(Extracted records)
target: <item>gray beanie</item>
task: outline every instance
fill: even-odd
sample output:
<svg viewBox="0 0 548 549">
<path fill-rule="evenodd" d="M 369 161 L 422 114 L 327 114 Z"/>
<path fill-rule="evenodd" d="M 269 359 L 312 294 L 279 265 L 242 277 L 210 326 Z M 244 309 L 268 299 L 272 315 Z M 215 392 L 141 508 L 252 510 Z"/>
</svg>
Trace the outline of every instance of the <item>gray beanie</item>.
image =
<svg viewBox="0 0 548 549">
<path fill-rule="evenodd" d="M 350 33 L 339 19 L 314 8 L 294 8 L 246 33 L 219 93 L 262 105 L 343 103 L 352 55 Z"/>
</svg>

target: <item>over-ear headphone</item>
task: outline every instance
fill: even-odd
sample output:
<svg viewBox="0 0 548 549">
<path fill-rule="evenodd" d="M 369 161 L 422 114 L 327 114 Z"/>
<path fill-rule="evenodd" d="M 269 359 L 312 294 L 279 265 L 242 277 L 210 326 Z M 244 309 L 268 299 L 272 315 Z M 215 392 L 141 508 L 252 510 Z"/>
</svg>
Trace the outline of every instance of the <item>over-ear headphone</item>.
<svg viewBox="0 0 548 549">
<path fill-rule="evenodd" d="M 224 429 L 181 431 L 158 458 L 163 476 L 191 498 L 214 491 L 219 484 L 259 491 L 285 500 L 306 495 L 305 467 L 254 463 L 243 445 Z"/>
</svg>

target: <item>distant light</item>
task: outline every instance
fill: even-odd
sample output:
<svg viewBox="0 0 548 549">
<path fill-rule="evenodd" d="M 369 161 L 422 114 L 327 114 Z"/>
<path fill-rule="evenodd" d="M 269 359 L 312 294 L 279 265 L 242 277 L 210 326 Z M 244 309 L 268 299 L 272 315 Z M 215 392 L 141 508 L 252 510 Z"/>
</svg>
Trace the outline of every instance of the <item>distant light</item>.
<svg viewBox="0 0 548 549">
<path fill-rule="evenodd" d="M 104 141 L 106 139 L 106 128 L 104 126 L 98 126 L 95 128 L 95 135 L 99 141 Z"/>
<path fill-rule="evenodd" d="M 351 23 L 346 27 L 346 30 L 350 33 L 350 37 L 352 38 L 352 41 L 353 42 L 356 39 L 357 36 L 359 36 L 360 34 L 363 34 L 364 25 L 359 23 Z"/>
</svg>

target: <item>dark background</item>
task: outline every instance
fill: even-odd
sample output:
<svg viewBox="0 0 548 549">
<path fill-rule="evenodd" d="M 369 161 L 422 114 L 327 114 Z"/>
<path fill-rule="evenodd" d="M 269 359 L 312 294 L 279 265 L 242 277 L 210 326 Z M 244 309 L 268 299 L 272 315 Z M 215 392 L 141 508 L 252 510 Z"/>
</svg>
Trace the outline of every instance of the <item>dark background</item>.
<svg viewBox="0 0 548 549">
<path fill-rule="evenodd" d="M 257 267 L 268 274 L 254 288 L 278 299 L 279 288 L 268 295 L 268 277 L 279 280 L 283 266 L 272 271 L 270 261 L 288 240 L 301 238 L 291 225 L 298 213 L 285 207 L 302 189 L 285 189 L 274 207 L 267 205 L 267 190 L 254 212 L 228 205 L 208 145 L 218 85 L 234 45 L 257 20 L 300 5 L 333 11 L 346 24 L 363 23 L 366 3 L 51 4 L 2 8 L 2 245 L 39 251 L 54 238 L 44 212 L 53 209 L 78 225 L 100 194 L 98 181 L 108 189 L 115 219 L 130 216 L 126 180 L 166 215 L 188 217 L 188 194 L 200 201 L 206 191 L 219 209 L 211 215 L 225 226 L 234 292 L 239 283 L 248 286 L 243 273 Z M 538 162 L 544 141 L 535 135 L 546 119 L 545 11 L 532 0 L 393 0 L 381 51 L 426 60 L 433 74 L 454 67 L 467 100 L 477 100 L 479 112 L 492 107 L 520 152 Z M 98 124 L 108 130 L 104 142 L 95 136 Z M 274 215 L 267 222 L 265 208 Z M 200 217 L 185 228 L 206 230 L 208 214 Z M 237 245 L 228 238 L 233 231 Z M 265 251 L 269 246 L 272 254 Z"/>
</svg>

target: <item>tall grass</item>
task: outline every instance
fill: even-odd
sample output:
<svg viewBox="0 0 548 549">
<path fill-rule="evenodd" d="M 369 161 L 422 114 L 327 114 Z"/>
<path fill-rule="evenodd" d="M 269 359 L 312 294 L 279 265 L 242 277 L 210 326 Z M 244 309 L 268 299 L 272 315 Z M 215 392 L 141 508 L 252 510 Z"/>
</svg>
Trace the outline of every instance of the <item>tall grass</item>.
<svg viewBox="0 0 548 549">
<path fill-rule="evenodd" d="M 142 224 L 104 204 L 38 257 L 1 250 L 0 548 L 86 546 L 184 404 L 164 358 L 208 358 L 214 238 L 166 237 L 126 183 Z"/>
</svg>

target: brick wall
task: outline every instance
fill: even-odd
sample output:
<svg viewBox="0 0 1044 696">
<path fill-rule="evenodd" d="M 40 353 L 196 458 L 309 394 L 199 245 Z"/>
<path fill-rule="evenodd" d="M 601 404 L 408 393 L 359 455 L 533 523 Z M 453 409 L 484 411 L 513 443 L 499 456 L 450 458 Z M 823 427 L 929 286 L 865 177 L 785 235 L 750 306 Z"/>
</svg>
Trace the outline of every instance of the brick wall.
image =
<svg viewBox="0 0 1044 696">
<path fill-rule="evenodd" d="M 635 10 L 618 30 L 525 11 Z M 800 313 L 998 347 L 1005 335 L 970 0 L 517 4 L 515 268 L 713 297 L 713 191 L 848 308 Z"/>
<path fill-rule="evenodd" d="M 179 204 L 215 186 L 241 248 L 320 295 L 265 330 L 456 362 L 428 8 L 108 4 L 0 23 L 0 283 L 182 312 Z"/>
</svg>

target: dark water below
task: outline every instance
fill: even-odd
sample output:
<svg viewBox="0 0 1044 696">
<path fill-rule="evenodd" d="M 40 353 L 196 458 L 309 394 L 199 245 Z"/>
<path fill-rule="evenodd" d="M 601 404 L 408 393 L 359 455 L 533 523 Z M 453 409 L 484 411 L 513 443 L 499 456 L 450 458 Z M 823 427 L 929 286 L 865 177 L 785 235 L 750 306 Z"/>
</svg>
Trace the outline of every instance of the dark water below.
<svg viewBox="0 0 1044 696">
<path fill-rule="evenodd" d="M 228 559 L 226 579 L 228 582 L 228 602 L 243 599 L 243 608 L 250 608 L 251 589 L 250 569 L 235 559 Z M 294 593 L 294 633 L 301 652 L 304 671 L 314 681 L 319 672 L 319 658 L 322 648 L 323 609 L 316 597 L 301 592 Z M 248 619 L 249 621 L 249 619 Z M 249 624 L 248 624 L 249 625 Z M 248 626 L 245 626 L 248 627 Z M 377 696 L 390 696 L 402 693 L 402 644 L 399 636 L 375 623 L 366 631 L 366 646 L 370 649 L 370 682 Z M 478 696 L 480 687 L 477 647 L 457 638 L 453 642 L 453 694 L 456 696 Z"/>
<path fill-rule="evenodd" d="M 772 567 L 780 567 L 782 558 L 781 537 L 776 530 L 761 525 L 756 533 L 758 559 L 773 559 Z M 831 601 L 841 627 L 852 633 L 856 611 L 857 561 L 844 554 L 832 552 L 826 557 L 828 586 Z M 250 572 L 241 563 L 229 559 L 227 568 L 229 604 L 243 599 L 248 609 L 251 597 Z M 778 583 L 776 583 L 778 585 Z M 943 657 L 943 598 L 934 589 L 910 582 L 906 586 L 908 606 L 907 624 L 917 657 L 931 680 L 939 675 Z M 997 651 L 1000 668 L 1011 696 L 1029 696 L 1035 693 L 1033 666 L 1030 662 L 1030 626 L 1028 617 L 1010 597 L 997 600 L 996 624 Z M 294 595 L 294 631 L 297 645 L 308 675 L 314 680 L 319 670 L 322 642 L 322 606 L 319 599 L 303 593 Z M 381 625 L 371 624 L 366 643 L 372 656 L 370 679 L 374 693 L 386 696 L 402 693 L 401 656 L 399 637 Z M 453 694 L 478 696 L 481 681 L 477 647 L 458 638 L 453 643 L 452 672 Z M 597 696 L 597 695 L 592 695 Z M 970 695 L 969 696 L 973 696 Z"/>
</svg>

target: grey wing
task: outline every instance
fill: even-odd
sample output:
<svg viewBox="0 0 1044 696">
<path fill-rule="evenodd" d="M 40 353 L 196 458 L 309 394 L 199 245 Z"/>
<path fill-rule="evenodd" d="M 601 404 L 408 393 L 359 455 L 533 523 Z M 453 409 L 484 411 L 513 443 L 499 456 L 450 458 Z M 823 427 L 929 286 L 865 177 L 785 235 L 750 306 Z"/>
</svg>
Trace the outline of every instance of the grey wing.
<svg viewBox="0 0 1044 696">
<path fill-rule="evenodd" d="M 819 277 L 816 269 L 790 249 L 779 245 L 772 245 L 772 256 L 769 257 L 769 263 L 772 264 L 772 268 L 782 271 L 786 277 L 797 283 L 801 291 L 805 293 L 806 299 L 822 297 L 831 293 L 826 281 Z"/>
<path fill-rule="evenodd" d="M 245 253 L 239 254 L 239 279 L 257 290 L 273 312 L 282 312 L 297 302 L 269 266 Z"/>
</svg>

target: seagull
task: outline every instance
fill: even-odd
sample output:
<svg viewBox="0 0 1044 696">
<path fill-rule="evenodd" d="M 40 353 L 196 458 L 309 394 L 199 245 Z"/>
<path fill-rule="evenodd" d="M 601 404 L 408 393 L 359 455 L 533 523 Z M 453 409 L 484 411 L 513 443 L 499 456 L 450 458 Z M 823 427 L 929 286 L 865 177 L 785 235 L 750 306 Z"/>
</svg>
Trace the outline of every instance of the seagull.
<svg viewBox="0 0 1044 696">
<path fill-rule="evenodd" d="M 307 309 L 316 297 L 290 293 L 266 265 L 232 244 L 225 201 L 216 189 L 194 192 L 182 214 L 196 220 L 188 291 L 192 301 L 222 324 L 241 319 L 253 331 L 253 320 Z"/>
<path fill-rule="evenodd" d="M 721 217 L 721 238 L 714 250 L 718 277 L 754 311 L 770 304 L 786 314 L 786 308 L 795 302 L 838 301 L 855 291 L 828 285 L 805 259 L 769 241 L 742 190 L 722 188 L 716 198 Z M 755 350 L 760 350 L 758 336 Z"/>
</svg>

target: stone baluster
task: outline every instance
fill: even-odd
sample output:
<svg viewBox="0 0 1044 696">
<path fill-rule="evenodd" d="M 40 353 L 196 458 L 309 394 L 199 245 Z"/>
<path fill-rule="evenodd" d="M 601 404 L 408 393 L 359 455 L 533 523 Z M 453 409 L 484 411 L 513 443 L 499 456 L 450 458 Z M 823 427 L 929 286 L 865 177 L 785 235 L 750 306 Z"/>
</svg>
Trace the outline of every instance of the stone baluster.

= SET TASK =
Repeat only what runs from the line holding "target: stone baluster" to the end of the data, keeping every line exactly as written, first and last included.

= ANSWER TO THE TASK =
target: stone baluster
task: outline every instance
fill: even-odd
sample output:
<svg viewBox="0 0 1044 696">
<path fill-rule="evenodd" d="M 40 353 L 196 458 L 309 394 L 199 245 Z"/>
<path fill-rule="evenodd" d="M 601 404 L 408 393 L 359 455 L 533 523 Z M 453 409 L 484 411 L 513 443 L 499 456 L 450 458 Z M 823 427 L 929 286 L 865 177 L 785 235 L 750 306 Z"/>
</svg>
Trace the outline of every instance of the stone baluster.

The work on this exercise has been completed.